I took A. to a play a few days ago at the Children’s Theater. As we were sitting in the lobby waiting for the doors to open, he whispered to me, “Why don’t you play dead.” So I immediately got into character (which character, I’m not sure) and let my body fall to the floor. I thought it was a pretty solid impression, especially for a public death scene. He goes, “That doesn’t look real.”
Where did he get this idea? He’s only three. How does my preschool son know what death looks like? I didn’t even know that he knew anything about death beyond the day that Simcha the pet fish (or was it Miriam?) died at nursery school and they sent an e-mail blast to all of the parents, warning us that mortality was now a concept that our children had some experience with.
It’s crazy but all of the sudden A. also knows about all kinds of things like jail and guns. From kids at preschool, I guess, or the few times we let him watch Lego City until we realized that it’s kind of like Law and Order for kids, except more violent. He learned all types of terrible things from that 56 minutes of his life such as how to label people bad guys and good guys and also how to have more nightmares and wake up his parents.
I try to keep my children shielded from the hard stuff, for now. They will have plenty of time to learn about injustice and pain.
What A. knows so far about E.’s condition is that she needs extra help with learning and growing. We don’t think he needs to be burdened with the rest at this point. Especially because so much is unknown about who she will become and what types of services and supports she will need over time. I’m glad that Cedar and I have kept him away from our tears and the multitude of doctor’s appointments. We’ve tried to keep him away from our stress but I know that we have only been partially successful. If that. Stress certainly has a room in our house, but we are doing everything we can to avoid giving it a whole floor.
A. also knows that we have teachers who come to our home to help his sister. This is a free service from the school district for children with special needs, and it’s actually been pretty lovely.
Each week these kind-hearted ladies sit down on the carpet with us in the family room. They sit there with us on top of the flecks of cheddar bunnies that are somehow ground as a base layer throughout every carpeted surface of our home, ever since A. became obsessed with them. We are living chametz.

Data items:
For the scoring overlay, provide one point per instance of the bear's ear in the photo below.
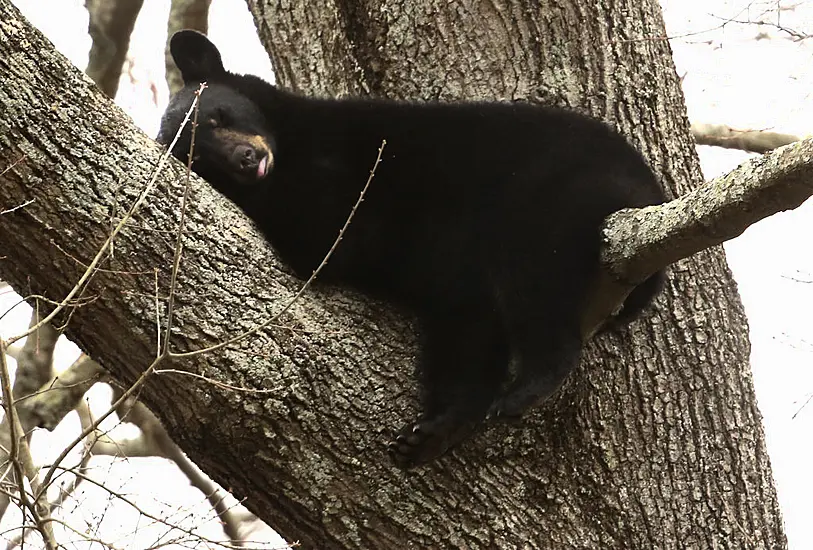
(195, 56)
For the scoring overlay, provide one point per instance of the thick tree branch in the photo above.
(640, 241)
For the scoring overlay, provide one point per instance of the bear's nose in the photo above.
(244, 156)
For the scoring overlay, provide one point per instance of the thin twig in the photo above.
(307, 284)
(21, 460)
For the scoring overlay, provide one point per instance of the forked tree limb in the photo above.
(640, 241)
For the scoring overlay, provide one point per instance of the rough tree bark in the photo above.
(655, 441)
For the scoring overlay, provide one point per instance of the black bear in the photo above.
(482, 220)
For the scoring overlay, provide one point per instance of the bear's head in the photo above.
(232, 146)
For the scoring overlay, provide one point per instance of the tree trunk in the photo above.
(655, 441)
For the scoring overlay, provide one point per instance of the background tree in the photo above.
(629, 452)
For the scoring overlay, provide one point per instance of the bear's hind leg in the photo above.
(463, 365)
(545, 356)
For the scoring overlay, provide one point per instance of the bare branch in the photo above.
(48, 407)
(754, 141)
(110, 25)
(22, 463)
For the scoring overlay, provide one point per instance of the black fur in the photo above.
(482, 219)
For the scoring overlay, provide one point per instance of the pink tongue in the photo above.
(262, 168)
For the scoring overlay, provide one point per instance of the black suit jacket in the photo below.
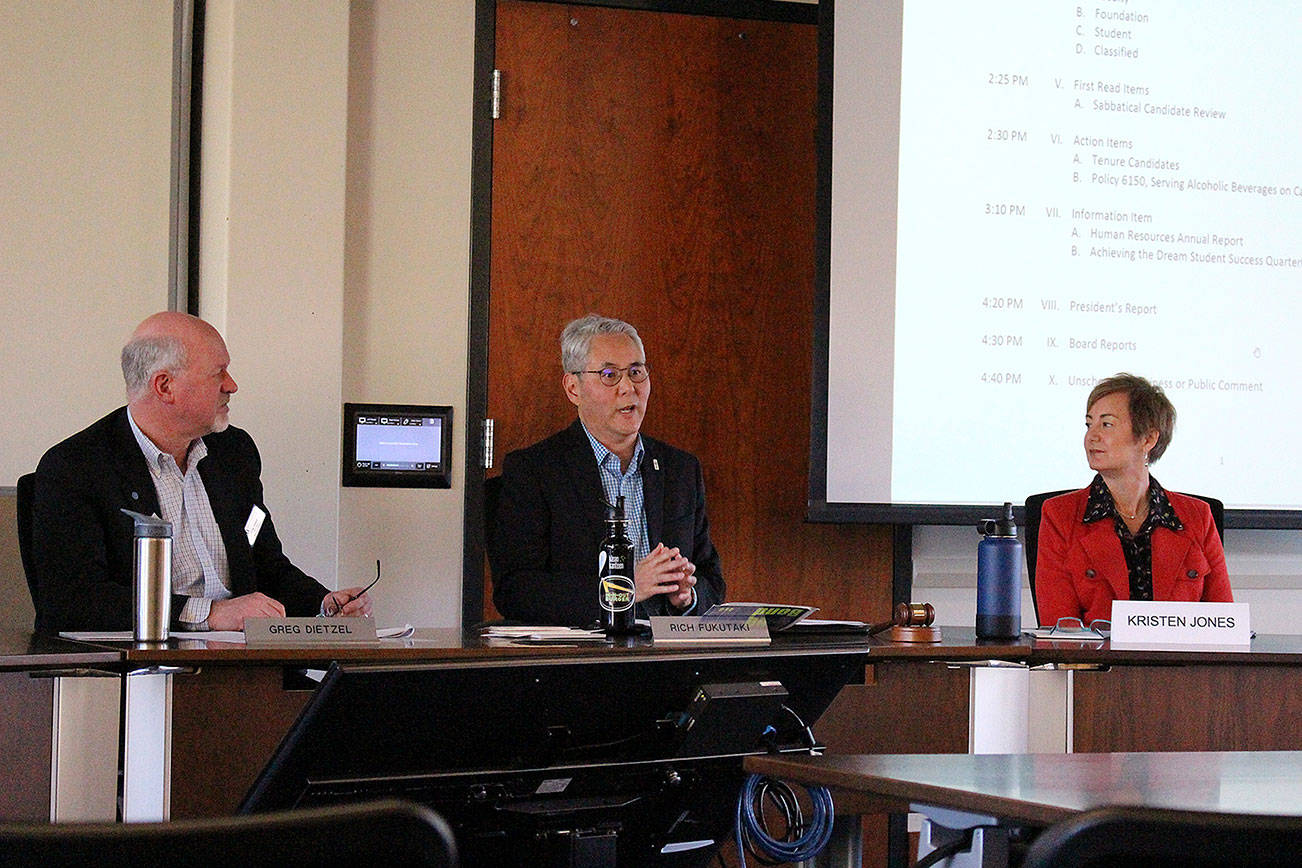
(83, 547)
(551, 521)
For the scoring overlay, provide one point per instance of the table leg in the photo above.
(146, 746)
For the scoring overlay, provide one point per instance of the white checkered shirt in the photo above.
(199, 566)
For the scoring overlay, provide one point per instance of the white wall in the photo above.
(406, 284)
(85, 182)
(336, 210)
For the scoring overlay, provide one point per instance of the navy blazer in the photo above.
(551, 521)
(82, 543)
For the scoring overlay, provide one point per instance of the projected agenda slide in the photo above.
(1082, 189)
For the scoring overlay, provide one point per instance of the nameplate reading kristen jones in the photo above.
(1180, 625)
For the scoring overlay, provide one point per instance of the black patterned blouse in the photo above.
(1137, 547)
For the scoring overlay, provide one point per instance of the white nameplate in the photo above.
(712, 631)
(261, 633)
(1138, 623)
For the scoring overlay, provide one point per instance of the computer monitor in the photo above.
(397, 445)
(543, 764)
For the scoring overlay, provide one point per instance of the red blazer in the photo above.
(1080, 568)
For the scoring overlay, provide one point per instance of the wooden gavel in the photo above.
(908, 614)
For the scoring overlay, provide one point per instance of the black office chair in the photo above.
(379, 833)
(1031, 530)
(492, 499)
(1124, 837)
(26, 492)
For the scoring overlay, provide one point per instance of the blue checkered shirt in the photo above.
(199, 566)
(629, 484)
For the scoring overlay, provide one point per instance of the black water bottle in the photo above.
(615, 564)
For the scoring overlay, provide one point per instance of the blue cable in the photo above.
(751, 833)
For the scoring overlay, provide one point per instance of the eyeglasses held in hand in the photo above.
(1070, 625)
(335, 608)
(611, 375)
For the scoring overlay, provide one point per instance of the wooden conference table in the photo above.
(1043, 789)
(208, 715)
(994, 794)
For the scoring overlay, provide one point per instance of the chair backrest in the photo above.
(1164, 838)
(1031, 531)
(492, 499)
(1031, 528)
(25, 493)
(388, 833)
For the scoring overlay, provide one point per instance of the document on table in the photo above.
(540, 634)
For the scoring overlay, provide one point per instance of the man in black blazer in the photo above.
(169, 452)
(551, 515)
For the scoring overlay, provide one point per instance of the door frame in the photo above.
(481, 246)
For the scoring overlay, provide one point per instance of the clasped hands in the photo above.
(667, 571)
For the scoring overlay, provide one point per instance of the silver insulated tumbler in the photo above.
(152, 578)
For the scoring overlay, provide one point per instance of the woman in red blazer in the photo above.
(1125, 536)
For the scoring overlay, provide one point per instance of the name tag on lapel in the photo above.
(257, 515)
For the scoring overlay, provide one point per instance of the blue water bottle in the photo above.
(999, 578)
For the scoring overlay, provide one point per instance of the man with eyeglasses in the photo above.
(550, 521)
(171, 452)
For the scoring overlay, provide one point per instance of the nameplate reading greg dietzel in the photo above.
(261, 633)
(708, 631)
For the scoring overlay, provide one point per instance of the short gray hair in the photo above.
(577, 339)
(143, 357)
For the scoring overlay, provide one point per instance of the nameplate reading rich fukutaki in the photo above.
(714, 631)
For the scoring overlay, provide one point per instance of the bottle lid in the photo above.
(150, 526)
(1005, 526)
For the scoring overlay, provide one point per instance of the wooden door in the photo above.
(660, 168)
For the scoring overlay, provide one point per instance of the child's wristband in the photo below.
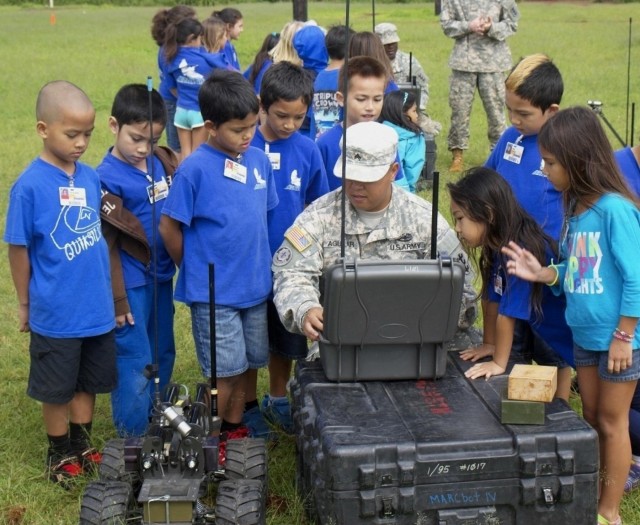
(621, 335)
(555, 281)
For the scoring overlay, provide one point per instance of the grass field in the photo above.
(103, 48)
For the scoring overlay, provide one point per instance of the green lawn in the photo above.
(103, 48)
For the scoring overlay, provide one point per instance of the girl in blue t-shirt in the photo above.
(189, 67)
(487, 216)
(261, 62)
(232, 17)
(600, 276)
(399, 111)
(161, 20)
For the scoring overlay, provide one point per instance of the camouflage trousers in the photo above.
(462, 87)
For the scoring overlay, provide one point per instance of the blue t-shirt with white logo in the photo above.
(57, 218)
(222, 204)
(300, 179)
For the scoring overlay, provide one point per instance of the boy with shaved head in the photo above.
(60, 268)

Task details >>
In the passage about the preschool son, rewrite the section between "It’s crazy but" and "up his parents.", inclusive, substituting "bad dreams" for "nightmares".

Written response >>
It’s crazy but all of the sudden A. also knows about all kinds of things like jail and guns. From kids at preschool, I guess, or the few times we let him watch Lego City until we realized that it’s kind of like Law and Order for kids, except more violent. He learned all types of terrible things from that 56 minutes of his life such as how to label people bad guys and good guys and also how to have more bad dreams and wake up his parents.